— Selected text —
■ ■ ■ ■
The anchor text processing is far more granular than public guidance suggests. Google maintains completely separate scoring pipelines for internal vs. external links: normalizedScoreFromOffdomain vs. normalizedScoreFromOnsite, with independent counts, volume denominators, and aggregate scores. Redirected links and fragment links are each scored separately. Anchors are deduplicated within source organizations to prevent a single company from flooding anchor signals.

The system also analyzes full context around each anchor: fullLeftContext and fullRightContext capture all terms preceding and following the anchor text. Content position matters: inbodyTargetLink vs. outlinksTargetLink differentiates main content links from sidebar and footer links. And onsiteProminence measures page importance within its own site — but it is not a theoretical PageRank calculation. It is computed by propagating simulated traffic from the homepage and pages with high search-click volume. This is a user-behavior-informed simulation seeded from empirically validated entry points. The implication: Google says clicks don't matter for ranking, but clicks literally seed the simulation that determines internal page importance.

New pages inherit homepage authority (homepagePagerankNs) until acquiring individual PageRank. The Nearest Seeds variant seeds calculations from known-trusted pages rather than distributing uniformly — "distance from a known good source" is how Q* measures authority. Homepages themselves are classified into a four-tier trust system via homePageInfo: FULLY_TRUSTED, PARTIALLY_TRUSTED, NOT_TRUSTED, and NOT_HOMEPAGE. Every page on the domain inherits from this tier — a site-wide authority gate by another name, despite Google's denials of a "domain authority" concept.

The practical takeaway

Links have not become less important. What has changed is which links carry signal. The three-tier index tiering system means links from pages with no clicks (Landfills tier) carry minimal value, while links from high-engagement pages (Base tier) carry full value. "We need very few links" is technically correct if those few links are from Base-tier, high-PageRank pages. It is misleading if interpreted as "links barely matter."

Content Quality and Site Authority


Google has publicly stated — repeatedly and through multiple spokespeople — that there is no domain authority metric. The leaked documentation shows a concrete field called siteAuthority inside CompressedQualitySignals, the pre-computed quality gatekeeper module that can disqualify a page before query-time ranking even begins.
■ ■ ■ ■
[Stored items from a collection]
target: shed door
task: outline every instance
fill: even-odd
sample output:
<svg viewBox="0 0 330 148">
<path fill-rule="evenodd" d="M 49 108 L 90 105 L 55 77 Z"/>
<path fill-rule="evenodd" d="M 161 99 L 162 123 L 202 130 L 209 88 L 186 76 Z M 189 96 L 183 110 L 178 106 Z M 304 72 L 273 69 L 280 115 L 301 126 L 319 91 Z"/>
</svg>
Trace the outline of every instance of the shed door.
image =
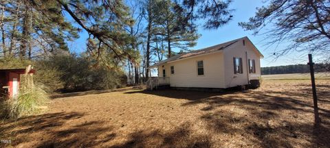
<svg viewBox="0 0 330 148">
<path fill-rule="evenodd" d="M 15 97 L 19 95 L 19 82 L 16 77 L 12 78 L 12 97 Z"/>
</svg>

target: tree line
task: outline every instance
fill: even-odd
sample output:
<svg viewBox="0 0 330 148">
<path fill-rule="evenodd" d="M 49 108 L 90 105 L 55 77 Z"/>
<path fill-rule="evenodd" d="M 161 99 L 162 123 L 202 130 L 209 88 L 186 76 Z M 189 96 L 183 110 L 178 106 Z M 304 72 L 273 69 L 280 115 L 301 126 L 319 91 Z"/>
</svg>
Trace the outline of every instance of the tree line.
<svg viewBox="0 0 330 148">
<path fill-rule="evenodd" d="M 329 65 L 327 64 L 314 64 L 315 72 L 329 71 Z M 309 65 L 293 64 L 285 66 L 261 67 L 261 75 L 274 75 L 286 73 L 309 73 Z"/>
<path fill-rule="evenodd" d="M 125 74 L 129 81 L 138 84 L 150 77 L 147 68 L 151 65 L 195 46 L 201 36 L 198 28 L 217 29 L 230 22 L 234 16 L 232 3 L 231 0 L 2 0 L 0 60 L 7 63 L 17 60 L 61 63 L 56 60 L 73 58 L 74 62 L 88 63 L 74 65 L 84 65 L 77 69 L 89 69 L 88 77 L 96 77 L 94 71 L 104 70 L 113 73 L 111 75 L 116 75 L 113 79 L 122 79 L 119 75 Z M 239 25 L 254 34 L 272 36 L 268 38 L 270 45 L 289 42 L 287 48 L 274 53 L 276 56 L 294 50 L 329 56 L 329 4 L 328 1 L 272 0 Z M 265 26 L 275 27 L 269 30 L 264 29 Z M 82 42 L 85 51 L 76 54 L 69 44 L 81 38 L 82 33 L 87 34 L 83 36 L 87 38 Z M 36 69 L 41 71 L 53 70 L 38 66 Z M 54 67 L 62 71 L 58 77 L 65 77 L 63 69 Z M 67 67 L 74 69 L 71 68 Z M 73 73 L 69 75 L 82 77 L 76 75 L 78 72 Z M 72 84 L 67 87 L 78 86 L 76 83 L 64 82 Z"/>
</svg>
■ ■ ■ ■
— Required work —
Reproduce the passage on Google's link and authority signals word for word, from "The practical takeaway" up to and including "ranking even begins.".

— Answer to this exercise —
The practical takeaway

Links have not become less important. What has changed is which links carry signal. The three-tier index tiering system means links from pages with no clicks (Landfills tier) carry minimal value, while links from high-engagement pages (Base tier) carry full value. "We need very few links" is technically correct if those few links are from Base-tier, high-PageRank pages. It is misleading if interpreted as "links barely matter."

Content Quality and Site Authority


Google has publicly stated — repeatedly and through multiple spokespeople — that there is no domain authority metric. The leaked documentation shows a concrete field called siteAuthority inside CompressedQualitySignals, the pre-computed quality gatekeeper module that can disqualify a page before query-time ranking even begins.